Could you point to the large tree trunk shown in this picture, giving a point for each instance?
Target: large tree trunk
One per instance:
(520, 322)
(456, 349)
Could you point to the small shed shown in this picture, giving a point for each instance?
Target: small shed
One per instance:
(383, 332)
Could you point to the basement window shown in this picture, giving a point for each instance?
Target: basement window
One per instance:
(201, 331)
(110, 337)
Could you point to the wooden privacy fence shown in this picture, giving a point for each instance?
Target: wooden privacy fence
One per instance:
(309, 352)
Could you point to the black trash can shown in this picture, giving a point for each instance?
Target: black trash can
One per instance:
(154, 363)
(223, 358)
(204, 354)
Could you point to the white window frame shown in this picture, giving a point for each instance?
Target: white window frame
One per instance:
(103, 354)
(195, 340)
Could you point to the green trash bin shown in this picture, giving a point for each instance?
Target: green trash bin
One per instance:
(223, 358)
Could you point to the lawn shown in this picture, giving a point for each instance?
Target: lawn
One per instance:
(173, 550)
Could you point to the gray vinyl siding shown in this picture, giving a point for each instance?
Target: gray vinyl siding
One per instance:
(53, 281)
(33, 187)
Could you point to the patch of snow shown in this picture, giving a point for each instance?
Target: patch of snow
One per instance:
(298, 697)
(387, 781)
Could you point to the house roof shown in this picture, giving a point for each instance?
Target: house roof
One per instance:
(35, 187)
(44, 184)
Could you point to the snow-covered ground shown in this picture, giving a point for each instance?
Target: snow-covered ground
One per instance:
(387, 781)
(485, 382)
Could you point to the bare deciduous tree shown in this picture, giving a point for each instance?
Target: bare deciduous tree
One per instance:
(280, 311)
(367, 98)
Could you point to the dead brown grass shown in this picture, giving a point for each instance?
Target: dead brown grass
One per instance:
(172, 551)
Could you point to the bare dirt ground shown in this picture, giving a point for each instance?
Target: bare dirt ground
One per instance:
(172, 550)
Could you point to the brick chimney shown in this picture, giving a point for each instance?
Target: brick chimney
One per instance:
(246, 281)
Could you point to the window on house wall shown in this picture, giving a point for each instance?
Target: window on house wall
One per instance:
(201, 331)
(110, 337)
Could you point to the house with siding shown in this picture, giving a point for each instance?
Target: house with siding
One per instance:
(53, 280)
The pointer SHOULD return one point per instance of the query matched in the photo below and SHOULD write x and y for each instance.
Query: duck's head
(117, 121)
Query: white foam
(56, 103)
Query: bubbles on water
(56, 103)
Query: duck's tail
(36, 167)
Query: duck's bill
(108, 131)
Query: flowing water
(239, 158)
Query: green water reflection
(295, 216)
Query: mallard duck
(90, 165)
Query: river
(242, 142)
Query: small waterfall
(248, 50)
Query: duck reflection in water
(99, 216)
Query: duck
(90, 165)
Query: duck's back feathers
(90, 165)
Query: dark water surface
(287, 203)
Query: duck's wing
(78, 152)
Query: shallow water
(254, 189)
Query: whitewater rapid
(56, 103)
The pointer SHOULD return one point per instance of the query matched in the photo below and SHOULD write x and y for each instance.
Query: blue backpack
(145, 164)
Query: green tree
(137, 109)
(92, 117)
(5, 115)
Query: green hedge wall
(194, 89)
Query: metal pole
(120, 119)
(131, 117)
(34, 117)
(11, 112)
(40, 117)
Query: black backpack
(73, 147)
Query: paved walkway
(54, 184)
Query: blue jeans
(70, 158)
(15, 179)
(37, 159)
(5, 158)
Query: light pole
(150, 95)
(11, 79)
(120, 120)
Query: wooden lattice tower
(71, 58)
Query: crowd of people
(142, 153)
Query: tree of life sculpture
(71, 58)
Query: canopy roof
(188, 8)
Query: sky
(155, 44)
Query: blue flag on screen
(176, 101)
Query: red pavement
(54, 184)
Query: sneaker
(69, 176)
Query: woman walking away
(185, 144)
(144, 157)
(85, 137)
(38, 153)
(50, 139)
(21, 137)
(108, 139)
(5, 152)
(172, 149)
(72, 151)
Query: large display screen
══════
Exactly as they appear above, print all the entries.

Task solution:
Could you point to the large tree trunk shown in this picture, giving a point for each instance?
Target: large tree trunk
One per instance:
(520, 322)
(456, 349)
Could you point to the small shed shown in this picture, giving a point for each instance?
Target: small shed
One per instance:
(383, 332)
Could you point to the basement window shown in this picture, giving a point for each instance?
Target: basement window
One per instance:
(201, 331)
(110, 337)
Could you point to the wooden privacy fence shown in this picture, giving a point for each instance?
Target: wooden privacy fence
One per instance:
(309, 352)
Could you point to the black trash can shown in this picture, giving a point for each instance?
Target: black trash can
One per instance:
(154, 363)
(223, 358)
(204, 354)
Could you point to the white window frame shown in this picture, giving a point for each instance?
Target: white window frame
One per instance:
(103, 354)
(195, 340)
Could you point to the green trash bin shown in this picture, giving a point for each instance?
Target: green trash bin
One per instance:
(223, 358)
Could you point to the lawn shown in this picture, giving a point for each instance?
Target: lawn
One per instance:
(173, 550)
Could you point to the gray vinyl siding shown in this picture, giving a point for each instance?
Target: gray vinyl siding
One per instance:
(53, 281)
(33, 187)
Could you point to the patch of snow shown in this picture, giving a point for each instance?
Target: patch of snow
One per instance:
(298, 697)
(387, 781)
Could you point to the house roof shown in this picture, giving a point for each instance?
Target: house roof
One per instance:
(35, 187)
(44, 184)
Could you point to the snow-covered ground shown in this picture, giving a point for each instance?
Target: snow-covered ground
One per instance:
(387, 781)
(485, 382)
Could you point to the bare deciduous tree shown in this picture, giving a point for each instance?
Target: bare deciduous tree
One per instance:
(280, 311)
(367, 98)
Could you point to the dead brown grass shown in this picture, giving a point for each instance?
Target: dead brown grass
One per instance:
(172, 551)
Could you point to the bare dirt ground shown in this picture, giving a point for each instance?
Target: bare dirt ground
One per instance:
(172, 550)
Could you point to the brick chimney shown in this picture, giving a point for each instance?
Target: brick chimney
One per instance:
(246, 281)
Could you point to the window on house wall shown in this picture, giving a point for each instance?
Target: window on house wall
One per instance:
(201, 331)
(110, 337)
Could you point to the house with siding shown in this picture, giving a point for each instance?
Target: house with siding
One per instance:
(53, 280)
The pointer SHOULD return one point per instance of the query matched in the photo below and SHOULD write x and y for each instance.
Query: duck's head
(117, 121)
Query: white foam
(56, 103)
Query: bubbles on water
(56, 103)
Query: duck's tail
(36, 167)
Query: duck's bill
(108, 131)
Query: flowing water
(239, 158)
Query: green water reflection
(295, 216)
Query: mallard duck
(90, 165)
Query: river
(242, 142)
Query: small waterfall
(248, 50)
Query: duck reflection in water
(99, 216)
Query: duck
(90, 165)
Query: duck's back feathers
(90, 165)
Query: dark water surface
(287, 203)
Query: duck's wing
(78, 152)
Query: shallow water
(254, 189)
Query: whitewater rapid
(56, 103)
The pointer SHOULD return one point per instance of the query matched in the photo below and SHOULD write x and y for each instance.
Query: blue backpack
(145, 164)
Query: green tree
(137, 109)
(92, 117)
(5, 115)
Query: green hedge wall
(194, 89)
Query: metal pole
(120, 119)
(131, 117)
(34, 117)
(11, 112)
(40, 117)
Query: black backpack
(73, 147)
Query: paved walkway
(54, 184)
Query: blue jeans
(70, 158)
(15, 179)
(37, 159)
(5, 158)
Query: light pole
(150, 95)
(11, 79)
(120, 120)
Query: wooden lattice tower
(71, 58)
Query: crowd of people
(142, 153)
Query: tree of life sculpture
(71, 58)
Query: canopy roof
(188, 8)
Query: sky
(155, 44)
Query: blue flag on screen
(176, 101)
Query: red pavement
(54, 184)
Query: sneaker
(69, 176)
Query: woman walking away
(185, 144)
(144, 157)
(85, 137)
(38, 153)
(50, 139)
(21, 137)
(108, 139)
(5, 152)
(172, 149)
(72, 151)
Query: large display screen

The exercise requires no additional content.